Extend the explanation below of how to give a file path to Python's `open()`, starting right after its final sentence.

Text for analysis:
# # # # # # #
The first argument that `open()` takes is the **file name**, which **may include the file path** (relative or absolute) if the file is not located in the current working directory.

To pass the correct value to `filename`, you will need to know:
 1. where your file is,
 2. and where you *code is executing from* (i.e. what is the working directory when you code runs)
 
We leave question 1. to you, but with Jupyter Notebook, the second question has an easy answer: your code is executed where the jupyter notebook is saved (with a more classical python script, the code executes from the directory where you called `python`).

Now, we need to make sure that our code can find the file:
* **If the file is the same folder as the code**, then you can just use the name of the file,
  no need for further modification.
* **If the file is elsewhere**, you will have to specify a path to the file.
# # # # # # #
Collected data entries:
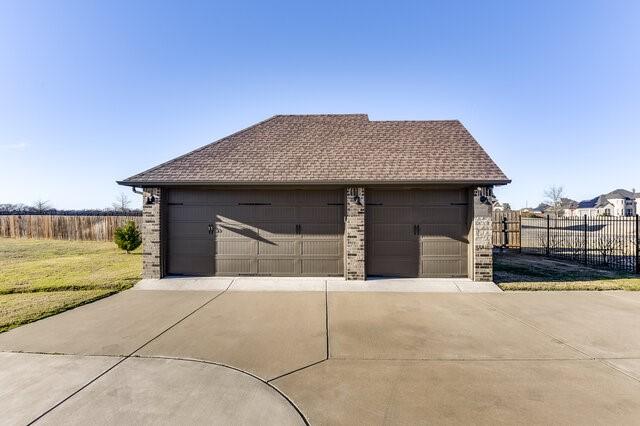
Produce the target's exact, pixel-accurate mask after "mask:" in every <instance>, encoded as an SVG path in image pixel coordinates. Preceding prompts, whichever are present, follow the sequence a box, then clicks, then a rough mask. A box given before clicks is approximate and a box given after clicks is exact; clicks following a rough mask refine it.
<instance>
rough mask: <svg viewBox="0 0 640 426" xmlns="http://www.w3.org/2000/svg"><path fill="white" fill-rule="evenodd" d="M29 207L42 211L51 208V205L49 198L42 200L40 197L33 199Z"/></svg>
mask: <svg viewBox="0 0 640 426" xmlns="http://www.w3.org/2000/svg"><path fill="white" fill-rule="evenodd" d="M31 208H32V209H33V211H34V212H36V213H44V212H46V211H49V210H51V209H53V207H51V204H50V203H49V200H42V199H37V200H36V201H34V202H33V205H32V206H31Z"/></svg>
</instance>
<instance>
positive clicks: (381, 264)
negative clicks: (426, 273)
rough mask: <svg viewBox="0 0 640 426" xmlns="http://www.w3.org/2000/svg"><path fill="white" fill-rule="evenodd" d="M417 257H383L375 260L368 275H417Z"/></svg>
mask: <svg viewBox="0 0 640 426" xmlns="http://www.w3.org/2000/svg"><path fill="white" fill-rule="evenodd" d="M418 266H419V265H418V259H417V257H414V256H411V257H395V258H392V257H385V258H380V259H378V260H377V261H376V264H375V266H373V268H372V269H370V271H369V275H373V276H377V275H380V276H387V277H415V276H417V275H418Z"/></svg>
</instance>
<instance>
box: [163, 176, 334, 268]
mask: <svg viewBox="0 0 640 426" xmlns="http://www.w3.org/2000/svg"><path fill="white" fill-rule="evenodd" d="M169 194H170V195H169V199H170V200H171V201H172V202H175V203H182V204H181V205H179V206H178V205H176V206H169V209H170V210H169V215H168V222H169V223H168V232H169V235H170V240H175V241H179V242H178V243H175V242H174V244H173V245H174V248H176V250H173V251H170V252H169V253H168V256H169V257H171V256H174V255H175V256H180V255H181V253H187V254H184V255H183V257H184V258H183V259H180V260H178V261H176V262H178V263H176V262H171V263H170V267H169V272H170V273H176V271H177V269H176V268H178V266H179V267H180V270H181V271H182V270H185V268H187V266H188V264H189V259H188V258H189V256H191V257H193V256H198V262H202V261H201V259H206V256H210V257H209V264H210V272H209V273H213V274H216V275H237V274H243V275H244V274H251V275H254V274H258V275H276V276H277V275H298V274H305V272H304V271H305V270H306V271H318V274H320V275H329V274H331V275H335V274H340V273H342V267H343V266H342V263H343V262H342V256H343V254H342V253H343V251H342V250H343V247H342V245H343V243H342V239H343V234H344V223H343V211H344V206H343V205H342V204H343V203H344V200H343V198H344V193H343V191H342V190H331V191H329V190H233V189H230V190H222V191H219V190H209V191H197V190H191V189H185V190H182V189H180V190H171V191H169ZM174 209H175V210H174ZM210 223H211V224H214V225H215V227H214V228H215V232H214V233H213V235H211V236H210V237H209V242H208V243H207V244H209V247H208V248H207V249H205V248H204V247H202V245H201V243H198V242H196V239H197V238H199V233H200V230H201V229H202V230H203V232H205V233H206V234H205V235H208V234H209V232H208V227H209V224H210ZM176 244H177V245H176ZM194 259H195V257H194ZM194 268H196V269H197V272H198V273H200V272H202V270H204V268H203V267H202V265H195V266H194ZM196 269H194V272H196ZM323 271H325V272H324V273H322V272H323ZM336 271H337V272H336Z"/></svg>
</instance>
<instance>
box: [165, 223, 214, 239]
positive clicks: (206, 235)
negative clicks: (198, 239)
mask: <svg viewBox="0 0 640 426" xmlns="http://www.w3.org/2000/svg"><path fill="white" fill-rule="evenodd" d="M167 228H168V232H169V235H180V236H182V237H186V238H199V237H200V238H202V237H204V238H208V237H209V223H208V222H170V223H169V224H168V226H167Z"/></svg>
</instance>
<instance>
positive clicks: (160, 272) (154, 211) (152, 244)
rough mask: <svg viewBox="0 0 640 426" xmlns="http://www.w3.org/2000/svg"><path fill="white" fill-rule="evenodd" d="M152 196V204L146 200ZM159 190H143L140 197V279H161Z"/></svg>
mask: <svg viewBox="0 0 640 426" xmlns="http://www.w3.org/2000/svg"><path fill="white" fill-rule="evenodd" d="M151 196H153V198H154V201H153V203H150V204H148V203H147V200H148V199H149V197H151ZM161 197H162V191H161V190H160V188H144V196H143V197H142V278H162V275H163V269H162V266H163V265H162V248H161V247H162V246H161V235H160V233H161V229H162V227H161V221H160V220H161V217H160V213H161V209H160V206H161V203H160V201H161Z"/></svg>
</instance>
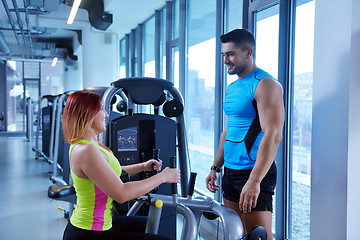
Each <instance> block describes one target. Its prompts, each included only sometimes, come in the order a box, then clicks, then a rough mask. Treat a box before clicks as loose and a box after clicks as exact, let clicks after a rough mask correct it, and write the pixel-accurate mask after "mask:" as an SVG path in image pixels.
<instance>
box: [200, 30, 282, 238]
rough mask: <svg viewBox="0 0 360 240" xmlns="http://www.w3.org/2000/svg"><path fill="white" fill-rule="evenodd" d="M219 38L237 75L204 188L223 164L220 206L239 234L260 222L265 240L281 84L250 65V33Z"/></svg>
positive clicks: (270, 236)
mask: <svg viewBox="0 0 360 240" xmlns="http://www.w3.org/2000/svg"><path fill="white" fill-rule="evenodd" d="M220 40H221V42H222V51H221V53H222V55H223V57H224V63H225V64H226V66H227V67H228V73H229V74H236V75H238V79H237V80H236V81H235V82H233V83H231V84H230V85H229V86H228V89H227V91H226V96H225V101H224V111H225V114H226V117H227V124H226V129H225V130H224V131H223V133H222V134H221V137H220V141H219V148H218V152H217V154H216V157H215V159H214V162H213V166H212V167H211V171H210V173H209V175H208V177H207V178H206V187H207V188H208V190H209V191H211V192H216V191H217V190H218V189H219V186H218V185H216V180H217V174H216V173H217V172H220V169H221V167H222V166H224V175H223V178H222V180H223V181H222V190H223V200H224V205H225V206H227V207H230V208H232V209H234V210H235V211H236V212H237V213H238V214H239V216H240V218H241V220H242V222H243V225H244V229H245V232H249V231H250V229H252V228H253V227H255V226H256V225H260V226H263V227H264V228H265V229H266V231H267V239H268V240H270V239H273V238H272V231H271V227H272V211H273V208H272V204H273V203H272V198H273V195H274V190H275V185H276V165H275V162H274V159H275V155H276V152H277V148H278V145H279V143H280V141H281V139H282V128H283V123H284V106H283V92H282V87H281V85H280V83H279V82H278V81H276V80H275V79H274V78H273V77H272V76H271V75H270V74H268V73H267V72H265V71H263V70H262V69H260V68H258V67H257V66H256V64H255V61H254V53H255V39H254V36H253V35H252V33H250V32H249V31H247V30H245V29H235V30H233V31H231V32H229V33H227V34H224V35H222V36H221V37H220Z"/></svg>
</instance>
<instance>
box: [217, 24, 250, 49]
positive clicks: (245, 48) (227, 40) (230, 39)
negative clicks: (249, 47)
mask: <svg viewBox="0 0 360 240" xmlns="http://www.w3.org/2000/svg"><path fill="white" fill-rule="evenodd" d="M220 41H221V42H222V43H228V42H233V43H235V44H236V46H238V47H240V48H241V49H242V50H245V49H247V48H248V47H251V48H252V49H253V50H255V38H254V35H253V34H252V33H251V32H250V31H248V30H246V29H234V30H232V31H230V32H228V33H226V34H223V35H221V36H220Z"/></svg>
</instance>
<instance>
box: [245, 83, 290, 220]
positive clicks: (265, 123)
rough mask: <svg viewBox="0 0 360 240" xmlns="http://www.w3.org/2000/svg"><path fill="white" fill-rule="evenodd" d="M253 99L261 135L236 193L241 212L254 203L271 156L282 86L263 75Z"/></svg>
mask: <svg viewBox="0 0 360 240" xmlns="http://www.w3.org/2000/svg"><path fill="white" fill-rule="evenodd" d="M255 99H256V102H257V109H258V113H259V119H260V125H261V129H262V130H263V131H264V136H263V138H262V140H261V143H260V146H259V150H258V153H257V157H256V162H255V166H254V168H253V170H252V171H251V173H250V177H249V179H248V181H247V182H246V184H245V186H244V188H243V190H242V192H241V195H240V202H239V207H240V210H242V211H243V212H245V213H246V212H250V211H251V209H252V208H254V207H256V202H257V198H258V196H259V193H260V182H261V180H262V179H263V178H264V177H265V175H266V174H267V172H268V171H269V169H270V166H271V165H272V163H273V161H274V159H275V155H276V152H277V149H278V146H279V143H280V142H281V139H282V129H283V124H284V105H283V90H282V87H281V85H280V83H279V82H277V81H275V80H274V79H272V78H269V77H265V78H263V79H262V80H261V81H260V83H259V85H258V87H257V89H256V92H255Z"/></svg>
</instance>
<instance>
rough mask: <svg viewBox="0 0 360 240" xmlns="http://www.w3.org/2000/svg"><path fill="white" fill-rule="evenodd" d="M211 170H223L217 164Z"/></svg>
mask: <svg viewBox="0 0 360 240" xmlns="http://www.w3.org/2000/svg"><path fill="white" fill-rule="evenodd" d="M210 170H215V172H221V168H219V167H217V166H211V168H210Z"/></svg>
# # # # # # #
Output of the task:
  This can be either a:
 
    * **Absolute path:** from the root of the computer to the file. e.g.,
      - `"C:\Users\JohnDoe\Desktop\ProjectP\data\myFile.txt"` (Windows)
      - `"/home/JaneDoe/Documents/ProjectP/data/myFile.txt"` (Linux,Mac)
    
    * **Relative path:** from your code to the file. e.g.,
      - `"data/myFile.txt"` - here the file is in a subdirectory named `data`.
      - `"../otherProject/myFile.txt"` - more complex, the file is in a subdirectory of the parent directory.
      - *Note:* `..` indicates the parent directory of the current directory.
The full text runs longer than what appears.